Potongan Dokumen:
##############################

Sumatera skies colored in red
Guns to fangs fury takes today
People cheer as angels cry
By this bullet i have learned
to fly
I need someone to love
As i face the future all alone
Harimau! Harimau!
(Harimau! Harimau!, NAVICULA)
(Harimau! Harimau!, NAVICULA)
Harimau kesepian, tanpa kawan, tanpa hutan. Keluarganya
mati, mungkin sudah jadi pajangan di dalam ruangan, mungkin kulitnya sudah
menjadi pakainan, mungkin sebagian teman-temannya sedang jadi tontonan. Satu
hal yang pasti, harimau itu kini kesepian. Terancam.
Kisah tentang harimau kesepian yang kita dengar
lewat lagu Navicula tentu tidak begitu saja muncul dari imajinasi liar
penciptanya. Ada kisah nyata dibelakangnya. Kisah tentang hilangnya hutan yang
sejak dahulu kala menjadi rumah harimau dan berbagai makhluk lainnya. Rumah
bagi manusia, tumbuhan, hewan, dan roh leluhur yang kini terusir demi tegaknya
jutaan pohon sawit. Demi suburnya pohon uang milik beberapa gelintir orang.
Para pengusaha itu datang dengan wajah
menyenangkan, memberi rayuan gombal pada masyarakat lokal. Celakanya, pemegang
otoritas negeri ini mendukung mereka, para pemilik modal. Membantu menerbitkan
berbagai peraturan supaya semua rencana berjalan. Penduduk yang tak termakan
rayuan terpaksa disingkirkan. Semua demi pembangunan, begitu kata mereka. Maka
dibukalah hutan. Pohon-pohon ditumbangkan, sawit-sawit ditegakkan.
Cerita hutan Indonesia adalah cerita pilu yang
rasanya tak ingin kita dengar. Air mata masyarakat adat yang harus merelakan
hilangnya hutan adat warisan leluhur, darah yang jatuh ke tanah saat berhadapan
dengan senjata, air yang hilang karena tak ada lagi pohon, banjir yang datang
karena tak ada akar menahan. Hutan-hutan di Sumatera, Kalimantan, Sulawesi,
hingga Papua semakin lama semakin susah ditemukan. Zamrud khatulistiwa sedang
berlari menuju kehancuran.

##############################

Informasi yang Diberikan:
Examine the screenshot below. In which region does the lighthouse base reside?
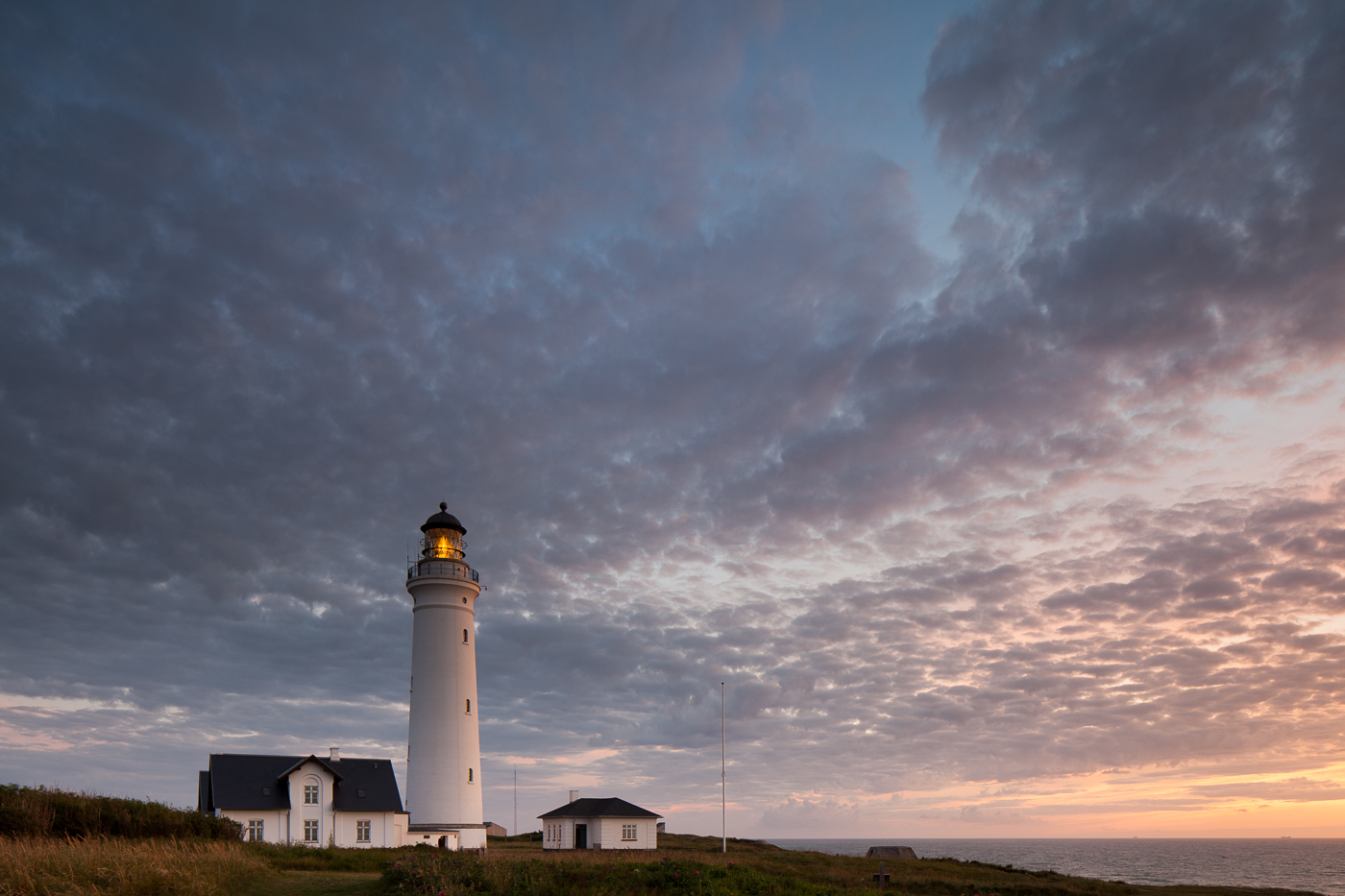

##############################

Soal Tertulis: Jelaskan dalam satu sampai tiga kalimat alasan teks tentang harimau kesepian dan hutan Indonesia menyatakan bahwa kisah harimau dalam lagu Navicula tidak muncul begitu saja dari imajinasi penciptanya.

Tugas Selesai: Kisah itu tidak muncul dari imajinasi karena ada kisah nyata di baliknya, yaitu hilangnya hutan yang sejak dahulu menjadi rumah bagi harimau dan berbagai makhluk lain. Manusia, tumbuhan, hewan, dan roh leluhur kini terusir dari hutan itu demi tegaknya jutaan pohon sawit milik segelintir orang.